Exercise goal. Identify each line below that contains the string "sprinkle", treating uppercase and lowercase as different, and copy every such line in full.

Material for this exercise.
══════
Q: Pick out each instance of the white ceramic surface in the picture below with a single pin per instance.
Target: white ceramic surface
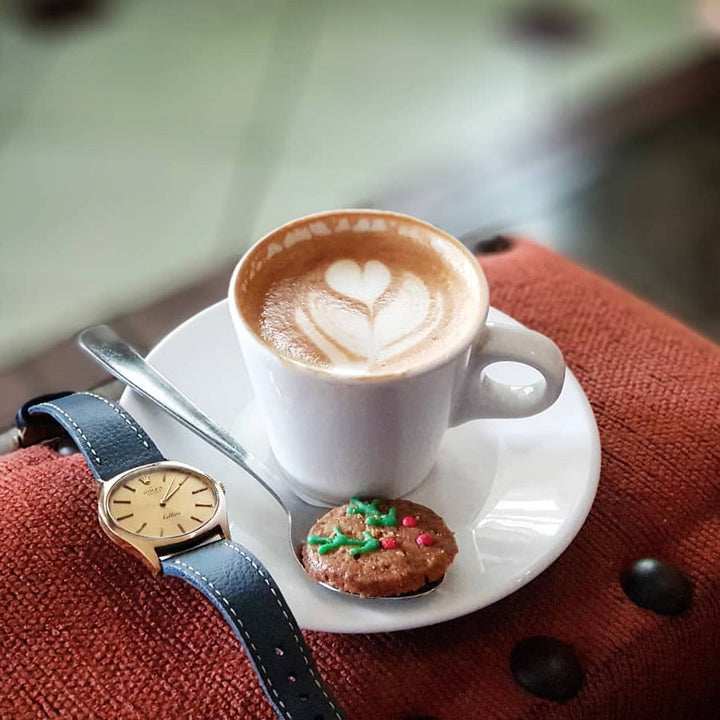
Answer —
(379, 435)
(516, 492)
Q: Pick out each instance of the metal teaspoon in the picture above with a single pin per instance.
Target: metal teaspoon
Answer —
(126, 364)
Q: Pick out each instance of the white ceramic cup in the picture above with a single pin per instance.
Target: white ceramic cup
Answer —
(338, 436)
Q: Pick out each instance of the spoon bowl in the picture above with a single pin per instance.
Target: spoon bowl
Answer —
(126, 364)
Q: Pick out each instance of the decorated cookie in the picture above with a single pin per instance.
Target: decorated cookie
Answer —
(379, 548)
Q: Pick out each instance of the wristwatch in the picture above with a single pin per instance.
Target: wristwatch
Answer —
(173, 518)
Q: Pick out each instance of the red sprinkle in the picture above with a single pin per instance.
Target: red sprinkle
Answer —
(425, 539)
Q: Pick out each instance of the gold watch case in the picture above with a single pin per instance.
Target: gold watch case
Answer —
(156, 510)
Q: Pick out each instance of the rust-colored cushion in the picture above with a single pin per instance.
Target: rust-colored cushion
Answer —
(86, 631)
══════
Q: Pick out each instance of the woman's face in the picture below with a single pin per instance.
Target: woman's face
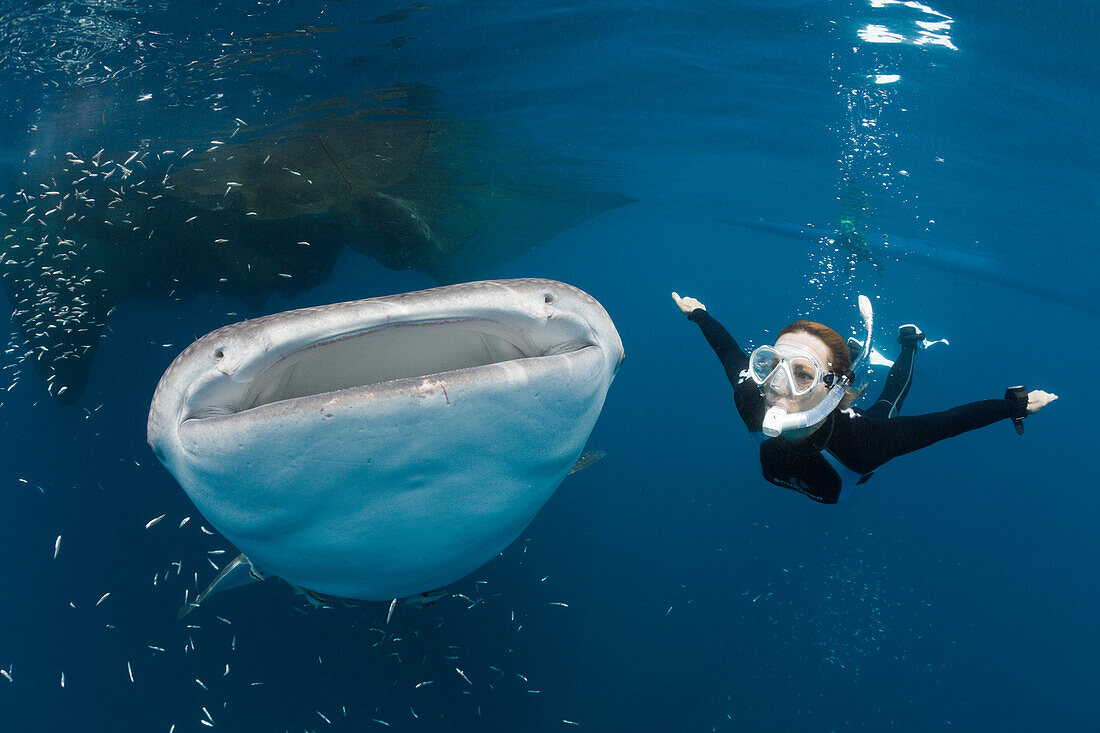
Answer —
══════
Response for this exercise.
Q: Pick out each instance of the red sprinkle in the picture above with a single pin per instance.
Target: red sprinkle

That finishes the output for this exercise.